Without any last-minute meddling by the White House, the U.S. Environmental Protection Agency last week published a long-awaited final rule strictly limiting how much mercury, arsenic, hydrochloric acid and other deadly toxins coal-fired and oil-fired power plants can spew into the air.
The rule will save America billions more dollars in health care costs than industry will pay to comply with it, to say nothing of the suffering it will spare children, adults and families by reducing the avoidable deaths, developmental disabilities and disease caused or worsened by exposure to the plants' poisons.
The utility, coal, oil and chemical industries waged a long and brutal fight against the anti-pollution rule, which took more than 20 years to enact. Their tactics included warnings of huge costs, skyrocketing electricity rates, massive job losses and even possible regional blackouts, none of which were justified by objective data analyses.
Even so, that strategy bore fruit earlier this year when President Barack Obama canceled an EPA rule that would have tightened allowable emissions of substances that produce the deadly pollutant ozone. Instead, he put off consideration of the rule until 2013 at the earliest.
But when it came to the Mercury and Air Toxics Standards rule, as it's officially called, the scare tactics didn't work. The president endorsed the EPA's action as "a major step forward" in the protection of public health and the environment.
More than half of existing power plants already meet the standards with widely available technology. Those that don't will have three years (and up to five years, if necessary) to come into compliance.
Some older plants — built a half-century ago or more — may have to shut down because it is impractical to retrofit them with the necessary pollution-control systems. But many of those plants are at or near the end of their functional life cycles anyway and may well have ceased operations even without the new rules.
The generating capacity of some other coal-fired plants may be replaced with natural gas units that are cleaner and more economical than those that burn coal.

* _Data_
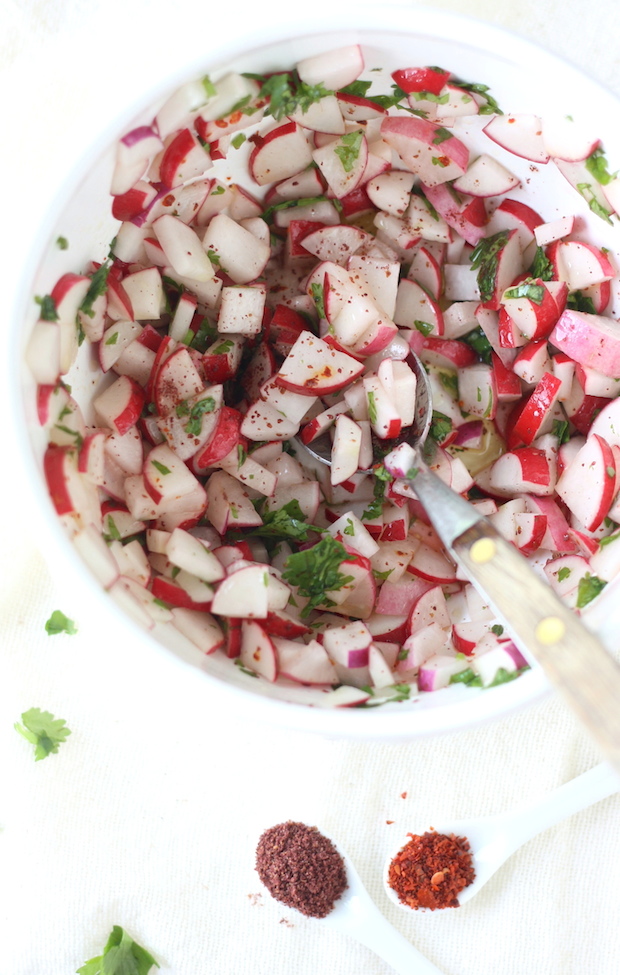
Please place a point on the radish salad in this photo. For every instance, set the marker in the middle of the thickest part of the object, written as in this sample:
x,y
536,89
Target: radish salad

* _Actions to take_
A – Answer these questions from the text on the EPA mercury rule, one answer per line:
(i) How long did the anti-pollution rule take to enact?
(ii) Until when did the president put off consideration of the ozone rule?
(iii) How much time will power plants that don't meet the standards have to come into compliance?
B – List every warning that, according to the text on the EPA mercury rule, the industries used as tactics against the rule.
C – Decide whether each statement agrees with the text on the EPA mercury rule. Answer yes or no, and quote the words of the text that decide it.
(i) The White House made last-minute changes to the rule before it was published.
(ii) More than half of existing power plants already meet the standards.
(iii) Natural gas units are described as cleaner than coal-burning units.

* _Responses in order_
A –
(i) More than 20 years.
(ii) Until 2013 at the earliest.
(iii) Three years, and up to five years if necessary.

B –
Huge costs
Skyrocketing electricity rates
Massive job losses
Possible regional blackouts

C –
(i) No: "Without any last-minute meddling by the White House"
(ii) Yes: "More than half of existing power plants already meet the standards with widely available technology."
(iii) Yes: "natural gas units that are cleaner and more economical than those that burn coal"